▸ **YOUR OBJECTIVE**: Reproduce each line below without any alteration.
***
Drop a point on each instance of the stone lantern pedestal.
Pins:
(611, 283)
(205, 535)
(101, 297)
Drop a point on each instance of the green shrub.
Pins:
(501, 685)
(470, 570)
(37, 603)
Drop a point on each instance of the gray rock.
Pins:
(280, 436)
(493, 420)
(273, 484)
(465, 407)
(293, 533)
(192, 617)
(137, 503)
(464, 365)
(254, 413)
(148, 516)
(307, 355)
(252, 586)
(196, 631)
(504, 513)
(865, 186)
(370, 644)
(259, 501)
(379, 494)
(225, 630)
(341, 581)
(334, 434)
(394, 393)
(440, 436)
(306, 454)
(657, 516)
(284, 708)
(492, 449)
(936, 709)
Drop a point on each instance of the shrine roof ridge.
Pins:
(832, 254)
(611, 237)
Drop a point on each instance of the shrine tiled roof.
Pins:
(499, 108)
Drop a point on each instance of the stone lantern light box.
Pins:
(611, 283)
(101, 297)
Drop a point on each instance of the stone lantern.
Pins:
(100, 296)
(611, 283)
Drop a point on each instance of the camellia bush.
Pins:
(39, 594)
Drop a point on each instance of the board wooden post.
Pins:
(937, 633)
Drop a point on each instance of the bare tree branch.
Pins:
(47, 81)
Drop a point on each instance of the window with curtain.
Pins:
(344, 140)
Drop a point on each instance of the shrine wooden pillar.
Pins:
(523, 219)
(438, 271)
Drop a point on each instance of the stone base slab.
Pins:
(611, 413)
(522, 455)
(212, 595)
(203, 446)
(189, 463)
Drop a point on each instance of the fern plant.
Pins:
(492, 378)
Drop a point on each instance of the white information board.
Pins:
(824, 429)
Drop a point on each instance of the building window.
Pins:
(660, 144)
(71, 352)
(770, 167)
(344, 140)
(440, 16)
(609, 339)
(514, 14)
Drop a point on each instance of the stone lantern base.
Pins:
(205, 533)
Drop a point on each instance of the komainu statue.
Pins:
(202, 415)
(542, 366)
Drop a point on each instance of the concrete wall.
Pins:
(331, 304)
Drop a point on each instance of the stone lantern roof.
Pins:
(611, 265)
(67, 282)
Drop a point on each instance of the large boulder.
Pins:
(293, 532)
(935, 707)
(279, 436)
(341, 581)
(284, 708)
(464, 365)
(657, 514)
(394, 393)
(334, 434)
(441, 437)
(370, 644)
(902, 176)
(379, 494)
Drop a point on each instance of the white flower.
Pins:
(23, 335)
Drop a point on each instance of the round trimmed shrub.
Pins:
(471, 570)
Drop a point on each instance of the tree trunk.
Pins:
***
▸ **ANSWER SPACE**:
Drop a point on each instance of the stone lantern pedestal.
Pins:
(611, 283)
(205, 535)
(101, 297)
Drop a point on each instance of the green shrub.
Pins:
(501, 685)
(470, 570)
(37, 603)
Drop a point on each instance of the gray rock.
Pins:
(280, 436)
(493, 420)
(273, 484)
(465, 407)
(293, 533)
(192, 617)
(137, 503)
(464, 365)
(254, 413)
(148, 516)
(307, 355)
(252, 586)
(196, 631)
(504, 513)
(865, 186)
(370, 644)
(259, 501)
(379, 494)
(225, 630)
(341, 581)
(334, 434)
(394, 393)
(440, 436)
(306, 454)
(657, 516)
(284, 708)
(492, 449)
(936, 709)
Drop a point on each instance of the shrine roof ridge.
Pins:
(832, 254)
(611, 237)
Drop a point on each instance of the shrine tiled roof.
Pins:
(499, 108)
Drop a point on each instance of the stone lantern light box.
Pins:
(611, 283)
(101, 297)
Drop a point on each instance of the stone lantern.
Pins:
(100, 296)
(611, 283)
Drop a point on each instance of the camellia bush.
Pins:
(39, 594)
Drop a point on each instance of the board wooden post.
Pins:
(937, 633)
Drop a point on each instance of the bare tree branch.
Pins:
(47, 81)
Drop a point on each instance of the window with curtain.
Pins:
(344, 140)
Drop a point on each instance of the shrine wooden pillar.
Pins:
(523, 219)
(438, 271)
Drop a point on each instance of the stone base slab.
Pins:
(611, 413)
(522, 455)
(212, 595)
(203, 446)
(189, 463)
Drop a point on each instance of the fern plant.
Pins:
(492, 378)
Drop a point on each instance of the white information board.
Pins:
(824, 429)
Drop a point on each instance of the building window.
Pins:
(660, 144)
(71, 352)
(770, 167)
(344, 140)
(440, 16)
(609, 339)
(514, 14)
Drop a point on each instance of the stone lantern base.
Pins:
(205, 533)
Drop a point on each instance of the komainu statue.
Pins:
(202, 415)
(542, 366)
Drop a point on each instance of the concrete wall.
Pins:
(331, 304)
Drop a point on each instance of the stone lantern roof.
Pins:
(611, 265)
(67, 282)
Drop a point on each instance of the large boulder.
Pins:
(293, 532)
(935, 707)
(279, 436)
(341, 581)
(284, 708)
(464, 365)
(657, 514)
(394, 393)
(334, 434)
(441, 437)
(370, 644)
(902, 176)
(379, 494)
Drop a point on each instance of the white flower.
Pins:
(23, 335)
Drop a point on each instance of the round trimmed shrub.
Pins:
(471, 570)
Drop a point on each instance of the tree trunk.
Pins:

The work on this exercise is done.